--- What the exercise asks ---
Count the lines in the data below that contain the string "goal". Reply with the number only.
____ Data entries
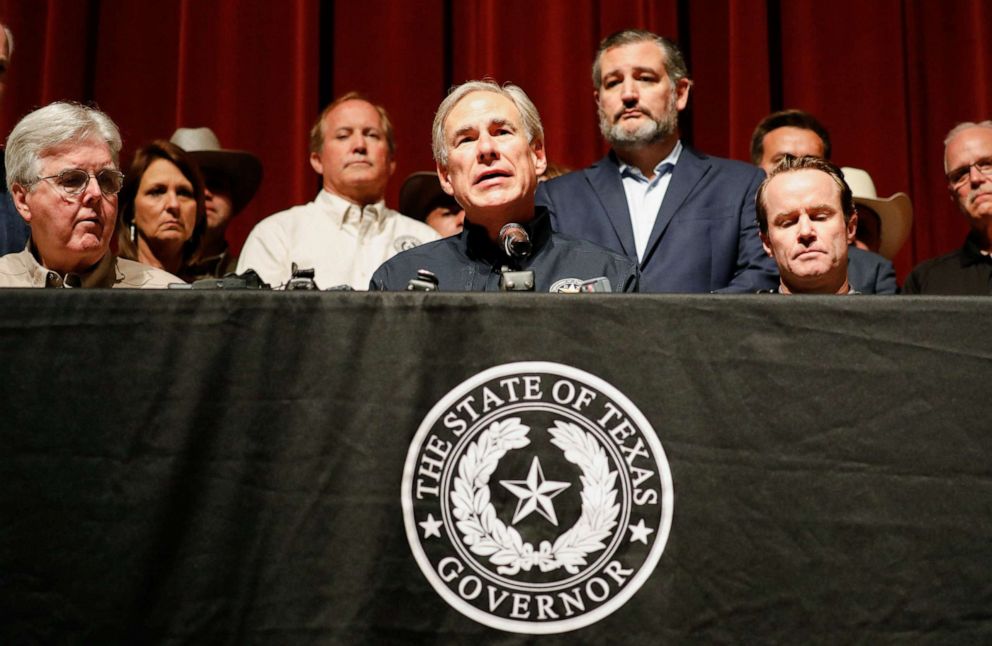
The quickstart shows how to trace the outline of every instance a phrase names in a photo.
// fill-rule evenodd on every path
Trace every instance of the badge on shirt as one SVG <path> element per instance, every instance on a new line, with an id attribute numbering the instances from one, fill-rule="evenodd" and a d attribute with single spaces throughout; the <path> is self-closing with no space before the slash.
<path id="1" fill-rule="evenodd" d="M 396 249 L 397 253 L 400 251 L 406 251 L 407 249 L 413 249 L 421 244 L 423 243 L 413 236 L 399 236 L 393 240 L 393 247 Z"/>

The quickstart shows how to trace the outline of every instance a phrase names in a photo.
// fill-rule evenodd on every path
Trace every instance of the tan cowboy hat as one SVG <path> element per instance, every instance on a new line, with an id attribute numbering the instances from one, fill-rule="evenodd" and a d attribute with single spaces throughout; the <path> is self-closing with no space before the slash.
<path id="1" fill-rule="evenodd" d="M 854 203 L 864 204 L 878 213 L 882 221 L 878 253 L 892 260 L 906 242 L 913 226 L 913 203 L 909 201 L 909 196 L 896 193 L 892 197 L 881 199 L 875 191 L 875 182 L 871 181 L 871 175 L 867 171 L 850 166 L 844 166 L 840 170 L 844 173 L 844 181 L 851 187 Z"/>
<path id="2" fill-rule="evenodd" d="M 210 128 L 179 128 L 169 141 L 188 152 L 204 175 L 216 173 L 227 179 L 235 215 L 255 196 L 262 182 L 262 162 L 255 155 L 221 148 Z"/>

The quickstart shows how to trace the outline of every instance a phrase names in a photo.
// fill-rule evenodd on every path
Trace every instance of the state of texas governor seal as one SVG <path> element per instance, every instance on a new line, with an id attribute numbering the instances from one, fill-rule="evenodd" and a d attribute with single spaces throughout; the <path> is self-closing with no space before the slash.
<path id="1" fill-rule="evenodd" d="M 403 472 L 407 539 L 431 586 L 518 633 L 575 630 L 626 603 L 661 558 L 673 501 L 644 415 L 558 363 L 496 366 L 456 386 Z"/>

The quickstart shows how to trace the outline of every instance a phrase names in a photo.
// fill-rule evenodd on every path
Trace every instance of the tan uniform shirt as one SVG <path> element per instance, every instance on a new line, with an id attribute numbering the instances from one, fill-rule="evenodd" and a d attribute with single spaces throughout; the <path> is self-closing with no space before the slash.
<path id="1" fill-rule="evenodd" d="M 30 243 L 29 243 L 30 245 Z M 89 271 L 61 275 L 38 263 L 28 249 L 0 258 L 0 287 L 117 287 L 165 289 L 183 281 L 167 271 L 108 252 Z"/>

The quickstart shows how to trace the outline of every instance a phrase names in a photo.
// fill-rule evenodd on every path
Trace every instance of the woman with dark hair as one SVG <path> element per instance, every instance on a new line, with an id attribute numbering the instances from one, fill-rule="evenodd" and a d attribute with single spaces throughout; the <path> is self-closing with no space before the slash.
<path id="1" fill-rule="evenodd" d="M 120 193 L 119 255 L 188 280 L 206 217 L 203 176 L 186 151 L 156 140 L 135 153 Z"/>

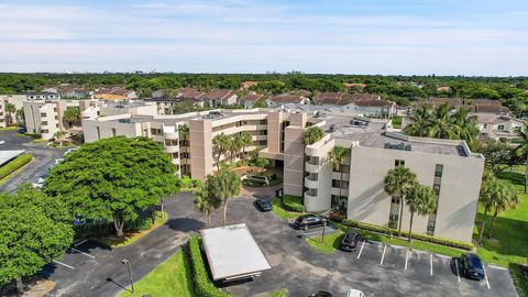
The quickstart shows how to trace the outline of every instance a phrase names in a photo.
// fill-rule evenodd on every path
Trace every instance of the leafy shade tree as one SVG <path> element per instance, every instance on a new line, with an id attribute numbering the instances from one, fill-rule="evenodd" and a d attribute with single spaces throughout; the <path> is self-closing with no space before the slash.
<path id="1" fill-rule="evenodd" d="M 220 157 L 230 150 L 230 139 L 228 135 L 220 133 L 212 139 L 212 146 L 217 152 L 217 170 L 220 170 Z"/>
<path id="2" fill-rule="evenodd" d="M 213 193 L 223 201 L 223 226 L 227 223 L 229 199 L 240 194 L 242 183 L 240 177 L 227 168 L 207 178 L 208 191 Z"/>
<path id="3" fill-rule="evenodd" d="M 215 178 L 212 175 L 207 177 L 208 180 L 201 185 L 195 193 L 195 208 L 204 212 L 207 217 L 207 228 L 211 227 L 211 213 L 222 205 L 222 198 L 220 198 L 215 189 L 211 188 L 210 179 Z"/>
<path id="4" fill-rule="evenodd" d="M 384 179 L 384 189 L 389 196 L 399 198 L 398 232 L 402 233 L 402 217 L 404 215 L 405 198 L 416 183 L 416 174 L 409 168 L 397 166 L 387 172 Z"/>
<path id="5" fill-rule="evenodd" d="M 525 123 L 525 127 L 520 131 L 520 143 L 515 148 L 515 152 L 519 156 L 526 157 L 526 163 L 525 163 L 525 194 L 528 194 L 528 123 Z"/>
<path id="6" fill-rule="evenodd" d="M 494 213 L 494 218 L 496 218 L 498 212 L 517 205 L 518 197 L 515 189 L 505 182 L 497 178 L 490 178 L 481 187 L 480 200 L 484 207 L 484 217 L 482 219 L 482 227 L 479 235 L 479 243 L 482 244 L 487 212 L 495 209 L 496 215 Z"/>
<path id="7" fill-rule="evenodd" d="M 59 198 L 47 197 L 31 185 L 16 194 L 0 194 L 0 286 L 38 272 L 72 244 L 68 209 Z"/>
<path id="8" fill-rule="evenodd" d="M 147 138 L 103 139 L 53 167 L 44 191 L 64 199 L 72 216 L 113 220 L 122 237 L 125 221 L 178 191 L 175 169 L 163 147 Z"/>
<path id="9" fill-rule="evenodd" d="M 433 213 L 437 209 L 437 195 L 431 187 L 414 183 L 414 185 L 409 188 L 409 193 L 407 194 L 405 200 L 410 210 L 409 242 L 411 242 L 413 219 L 415 213 L 418 213 L 419 216 Z"/>
<path id="10" fill-rule="evenodd" d="M 13 103 L 6 103 L 6 121 L 7 125 L 11 125 L 13 123 L 13 113 L 16 112 L 16 108 L 14 107 Z"/>
<path id="11" fill-rule="evenodd" d="M 68 127 L 73 127 L 75 124 L 80 124 L 80 110 L 77 107 L 68 107 L 64 111 L 64 121 L 68 124 Z"/>
<path id="12" fill-rule="evenodd" d="M 328 157 L 330 158 L 330 162 L 332 163 L 332 167 L 334 172 L 338 172 L 341 174 L 340 177 L 340 185 L 339 185 L 339 197 L 341 198 L 341 189 L 343 188 L 341 185 L 341 182 L 343 180 L 343 173 L 341 172 L 341 164 L 343 163 L 344 157 L 346 156 L 346 148 L 343 146 L 334 146 L 332 151 L 328 153 Z"/>

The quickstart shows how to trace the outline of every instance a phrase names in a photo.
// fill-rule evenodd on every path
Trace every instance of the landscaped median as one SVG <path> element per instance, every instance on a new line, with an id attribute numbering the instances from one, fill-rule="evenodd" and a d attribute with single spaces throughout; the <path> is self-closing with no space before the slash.
<path id="1" fill-rule="evenodd" d="M 0 184 L 6 183 L 6 180 L 20 169 L 25 164 L 30 163 L 33 158 L 32 154 L 21 154 L 10 161 L 8 164 L 0 167 Z"/>

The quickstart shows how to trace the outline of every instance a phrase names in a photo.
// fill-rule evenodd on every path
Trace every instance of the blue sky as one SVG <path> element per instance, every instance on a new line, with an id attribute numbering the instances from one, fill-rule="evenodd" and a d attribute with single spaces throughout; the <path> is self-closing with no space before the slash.
<path id="1" fill-rule="evenodd" d="M 528 1 L 0 0 L 0 72 L 528 75 Z"/>

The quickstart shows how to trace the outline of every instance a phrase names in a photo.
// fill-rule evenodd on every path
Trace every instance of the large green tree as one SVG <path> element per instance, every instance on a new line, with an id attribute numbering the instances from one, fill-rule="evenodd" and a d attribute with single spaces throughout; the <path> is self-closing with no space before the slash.
<path id="1" fill-rule="evenodd" d="M 405 202 L 409 206 L 410 221 L 409 221 L 409 242 L 413 240 L 413 219 L 415 213 L 419 216 L 427 216 L 435 213 L 437 210 L 437 195 L 431 187 L 414 183 L 409 188 Z"/>
<path id="2" fill-rule="evenodd" d="M 402 217 L 404 216 L 404 204 L 409 189 L 416 183 L 416 174 L 404 166 L 396 166 L 387 172 L 384 190 L 392 197 L 399 198 L 398 232 L 402 232 Z"/>
<path id="3" fill-rule="evenodd" d="M 125 221 L 177 193 L 175 166 L 147 138 L 117 136 L 86 143 L 53 167 L 44 191 L 61 197 L 72 215 L 113 221 L 118 237 Z"/>
<path id="4" fill-rule="evenodd" d="M 0 194 L 0 286 L 38 272 L 72 244 L 74 231 L 66 204 L 29 184 L 16 194 Z"/>

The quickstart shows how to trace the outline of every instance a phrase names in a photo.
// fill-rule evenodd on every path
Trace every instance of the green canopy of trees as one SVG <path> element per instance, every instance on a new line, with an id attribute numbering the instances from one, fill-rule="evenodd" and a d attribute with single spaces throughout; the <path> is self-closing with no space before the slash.
<path id="1" fill-rule="evenodd" d="M 16 194 L 0 194 L 0 285 L 38 272 L 72 244 L 67 205 L 25 184 Z"/>
<path id="2" fill-rule="evenodd" d="M 118 237 L 125 221 L 177 193 L 175 166 L 147 138 L 117 136 L 86 143 L 53 167 L 44 191 L 68 204 L 72 216 L 113 220 Z"/>

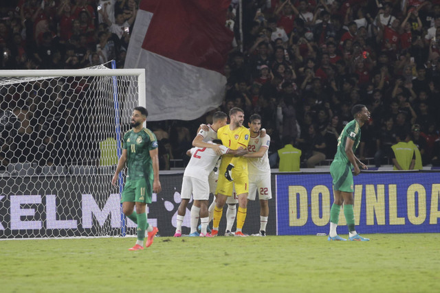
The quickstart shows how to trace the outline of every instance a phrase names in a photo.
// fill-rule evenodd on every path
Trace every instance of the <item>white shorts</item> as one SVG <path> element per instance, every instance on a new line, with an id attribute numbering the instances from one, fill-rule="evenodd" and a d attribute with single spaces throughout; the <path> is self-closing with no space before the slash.
<path id="1" fill-rule="evenodd" d="M 182 191 L 180 198 L 182 200 L 208 200 L 209 184 L 206 181 L 190 176 L 184 176 L 182 183 Z"/>
<path id="2" fill-rule="evenodd" d="M 259 200 L 270 200 L 272 198 L 270 188 L 270 173 L 262 175 L 249 174 L 249 200 L 255 200 L 256 194 Z"/>
<path id="3" fill-rule="evenodd" d="M 215 189 L 217 187 L 217 180 L 219 179 L 219 174 L 217 174 L 214 171 L 209 174 L 208 182 L 209 183 L 209 192 L 215 194 Z"/>

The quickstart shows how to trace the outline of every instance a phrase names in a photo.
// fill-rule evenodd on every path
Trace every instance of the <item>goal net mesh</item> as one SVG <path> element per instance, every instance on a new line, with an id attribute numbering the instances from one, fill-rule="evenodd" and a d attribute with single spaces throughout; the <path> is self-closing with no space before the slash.
<path id="1" fill-rule="evenodd" d="M 138 76 L 89 69 L 0 78 L 0 238 L 116 236 L 126 225 L 135 233 L 111 180 Z"/>

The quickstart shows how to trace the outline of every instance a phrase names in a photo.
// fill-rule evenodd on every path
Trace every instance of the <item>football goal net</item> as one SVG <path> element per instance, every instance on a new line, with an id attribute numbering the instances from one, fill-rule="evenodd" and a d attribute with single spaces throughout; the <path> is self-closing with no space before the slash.
<path id="1" fill-rule="evenodd" d="M 111 180 L 144 69 L 0 71 L 0 239 L 135 233 Z"/>

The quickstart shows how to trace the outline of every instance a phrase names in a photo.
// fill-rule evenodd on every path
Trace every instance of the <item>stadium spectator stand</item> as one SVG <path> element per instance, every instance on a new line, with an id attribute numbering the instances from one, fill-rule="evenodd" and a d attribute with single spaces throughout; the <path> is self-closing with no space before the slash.
<path id="1" fill-rule="evenodd" d="M 434 143 L 439 139 L 440 126 L 440 115 L 435 114 L 440 109 L 438 1 L 404 1 L 403 5 L 401 1 L 354 0 L 243 3 L 243 43 L 236 1 L 232 1 L 228 15 L 236 42 L 225 67 L 227 90 L 218 110 L 228 113 L 236 106 L 245 110 L 246 117 L 258 113 L 263 127 L 270 126 L 274 141 L 281 141 L 283 135 L 293 136 L 306 154 L 311 125 L 334 143 L 333 137 L 352 119 L 347 114 L 351 106 L 363 104 L 372 115 L 362 129 L 361 159 L 377 167 L 389 163 L 389 150 L 384 148 L 390 142 L 383 140 L 392 141 L 389 139 L 397 130 L 410 134 L 417 124 L 419 136 L 427 141 L 424 164 L 431 164 L 432 156 L 438 161 L 434 150 L 438 143 Z M 123 31 L 115 33 L 109 25 L 132 27 L 138 5 L 138 0 L 3 1 L 0 69 L 76 69 L 110 60 L 122 68 L 132 27 L 121 27 Z M 12 111 L 22 128 L 26 123 L 32 126 L 37 115 L 45 113 L 32 106 L 32 97 L 12 101 L 1 89 L 0 92 L 0 110 Z M 67 104 L 58 116 L 65 117 L 74 106 Z M 201 123 L 210 122 L 211 115 L 184 123 L 151 122 L 149 127 L 160 126 L 168 132 L 167 156 L 175 165 L 179 160 L 184 162 L 188 134 L 192 137 Z M 334 117 L 338 119 L 332 119 Z M 19 131 L 43 137 L 37 132 L 44 130 L 31 127 Z M 17 159 L 20 161 L 10 160 L 8 156 L 14 143 L 6 139 L 0 150 L 3 169 L 9 163 L 34 163 L 23 156 Z M 270 150 L 270 155 L 276 153 L 276 150 Z M 331 156 L 327 154 L 327 159 L 320 164 L 327 164 Z M 302 158 L 303 166 L 307 159 Z M 163 165 L 168 168 L 173 163 Z M 73 172 L 89 172 L 77 169 Z"/>

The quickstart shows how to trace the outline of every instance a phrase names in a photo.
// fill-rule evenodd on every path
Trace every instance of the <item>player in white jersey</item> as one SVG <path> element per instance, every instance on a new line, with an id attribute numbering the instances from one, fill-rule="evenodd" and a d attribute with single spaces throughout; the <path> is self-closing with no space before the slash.
<path id="1" fill-rule="evenodd" d="M 248 200 L 255 200 L 256 194 L 260 200 L 260 233 L 252 236 L 265 236 L 266 225 L 269 217 L 268 200 L 272 198 L 270 184 L 270 164 L 267 150 L 270 145 L 270 137 L 258 136 L 261 127 L 261 117 L 252 115 L 248 123 L 250 139 L 248 145 L 248 170 L 249 172 L 249 194 Z"/>
<path id="2" fill-rule="evenodd" d="M 207 126 L 206 129 L 200 129 L 199 130 L 197 135 L 192 141 L 192 145 L 198 148 L 212 148 L 219 156 L 221 155 L 222 152 L 220 149 L 220 145 L 208 143 L 208 142 L 212 141 L 214 139 L 217 139 L 217 130 L 221 127 L 226 125 L 227 122 L 228 115 L 225 113 L 218 111 L 214 113 L 214 115 L 212 115 L 212 125 Z M 211 172 L 210 173 L 208 178 L 209 191 L 208 193 L 208 196 L 209 196 L 210 192 L 212 194 L 214 193 L 217 178 L 218 174 L 216 174 L 214 172 Z M 188 198 L 184 198 L 182 197 L 182 194 L 181 198 L 182 201 L 180 202 L 180 205 L 179 206 L 179 209 L 177 210 L 176 232 L 174 234 L 174 237 L 182 236 L 182 225 L 184 222 L 184 218 L 185 218 L 186 206 L 188 205 L 190 200 L 190 197 L 188 197 Z M 191 226 L 194 225 L 195 222 L 195 225 L 197 226 L 199 222 L 199 213 L 200 211 L 200 206 L 199 205 L 199 202 L 195 202 L 192 204 L 192 207 L 191 207 Z M 208 231 L 210 231 L 209 227 Z M 191 236 L 198 236 L 198 234 L 199 233 L 197 231 L 191 231 L 191 232 L 190 233 L 190 235 Z"/>

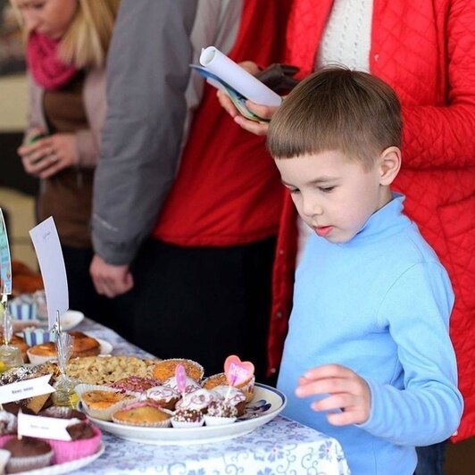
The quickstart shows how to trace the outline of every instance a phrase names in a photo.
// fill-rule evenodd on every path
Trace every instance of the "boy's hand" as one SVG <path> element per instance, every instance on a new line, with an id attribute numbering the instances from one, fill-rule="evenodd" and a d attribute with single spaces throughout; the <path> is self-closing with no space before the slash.
<path id="1" fill-rule="evenodd" d="M 354 371 L 339 364 L 309 370 L 299 379 L 296 395 L 299 397 L 329 395 L 312 403 L 312 409 L 330 411 L 327 420 L 334 426 L 362 424 L 370 417 L 371 396 L 368 384 Z M 331 412 L 338 409 L 341 412 Z"/>

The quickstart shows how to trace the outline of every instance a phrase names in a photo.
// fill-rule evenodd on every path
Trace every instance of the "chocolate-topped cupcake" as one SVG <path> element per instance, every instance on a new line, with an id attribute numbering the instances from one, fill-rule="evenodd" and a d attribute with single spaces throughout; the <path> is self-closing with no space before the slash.
<path id="1" fill-rule="evenodd" d="M 212 401 L 208 405 L 208 412 L 204 414 L 207 426 L 230 424 L 236 421 L 238 410 L 227 401 Z"/>
<path id="2" fill-rule="evenodd" d="M 12 454 L 6 465 L 8 473 L 18 473 L 47 467 L 53 458 L 51 446 L 39 438 L 11 438 L 4 446 Z"/>

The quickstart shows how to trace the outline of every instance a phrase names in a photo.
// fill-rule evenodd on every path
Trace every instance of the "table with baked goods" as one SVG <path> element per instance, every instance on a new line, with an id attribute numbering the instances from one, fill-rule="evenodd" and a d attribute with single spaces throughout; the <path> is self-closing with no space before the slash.
<path id="1" fill-rule="evenodd" d="M 151 357 L 114 331 L 85 319 L 77 329 L 108 341 L 112 354 Z M 199 430 L 198 428 L 196 430 Z M 170 430 L 173 430 L 171 429 Z M 153 445 L 103 430 L 104 454 L 73 473 L 325 473 L 350 471 L 340 445 L 298 422 L 278 415 L 251 432 L 200 443 L 201 437 L 177 444 Z"/>

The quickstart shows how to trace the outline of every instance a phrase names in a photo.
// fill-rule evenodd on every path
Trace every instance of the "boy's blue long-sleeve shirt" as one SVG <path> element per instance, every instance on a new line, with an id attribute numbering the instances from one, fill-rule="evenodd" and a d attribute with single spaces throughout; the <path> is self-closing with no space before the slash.
<path id="1" fill-rule="evenodd" d="M 414 446 L 450 437 L 460 421 L 446 270 L 396 196 L 349 242 L 312 236 L 296 274 L 278 388 L 285 415 L 336 438 L 354 475 L 412 474 Z M 298 398 L 297 379 L 328 363 L 368 382 L 370 419 L 336 427 Z"/>

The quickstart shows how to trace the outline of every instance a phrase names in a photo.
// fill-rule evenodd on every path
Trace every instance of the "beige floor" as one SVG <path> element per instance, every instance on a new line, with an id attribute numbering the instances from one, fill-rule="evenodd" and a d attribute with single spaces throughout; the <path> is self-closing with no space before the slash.
<path id="1" fill-rule="evenodd" d="M 9 219 L 8 240 L 12 258 L 38 269 L 29 230 L 35 226 L 34 199 L 11 188 L 0 188 L 0 207 Z"/>

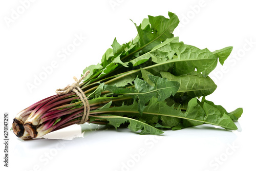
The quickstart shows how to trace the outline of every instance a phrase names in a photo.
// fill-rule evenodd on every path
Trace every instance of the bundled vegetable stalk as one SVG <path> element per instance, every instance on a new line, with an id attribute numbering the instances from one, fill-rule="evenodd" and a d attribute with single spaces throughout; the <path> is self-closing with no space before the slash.
<path id="1" fill-rule="evenodd" d="M 75 79 L 18 113 L 14 134 L 28 139 L 86 122 L 122 125 L 140 134 L 204 123 L 237 130 L 234 121 L 242 108 L 228 113 L 205 98 L 217 88 L 208 74 L 218 59 L 223 65 L 232 48 L 211 52 L 179 41 L 173 34 L 179 19 L 168 14 L 135 24 L 137 36 L 122 45 L 115 38 L 101 62 L 84 70 L 83 81 Z"/>

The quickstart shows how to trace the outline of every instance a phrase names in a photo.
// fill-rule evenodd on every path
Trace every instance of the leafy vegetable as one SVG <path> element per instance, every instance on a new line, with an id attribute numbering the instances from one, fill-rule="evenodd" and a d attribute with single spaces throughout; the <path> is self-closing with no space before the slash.
<path id="1" fill-rule="evenodd" d="M 90 71 L 79 86 L 90 104 L 88 122 L 123 126 L 141 135 L 204 123 L 237 129 L 234 121 L 242 108 L 228 113 L 205 98 L 217 88 L 208 75 L 218 60 L 224 64 L 232 47 L 211 52 L 184 44 L 173 34 L 177 16 L 168 15 L 148 16 L 134 24 L 134 39 L 120 44 L 114 38 L 101 62 L 83 70 L 83 74 Z M 48 97 L 17 115 L 14 133 L 28 139 L 79 124 L 83 108 L 72 92 Z"/>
________
--- The completed task ---
2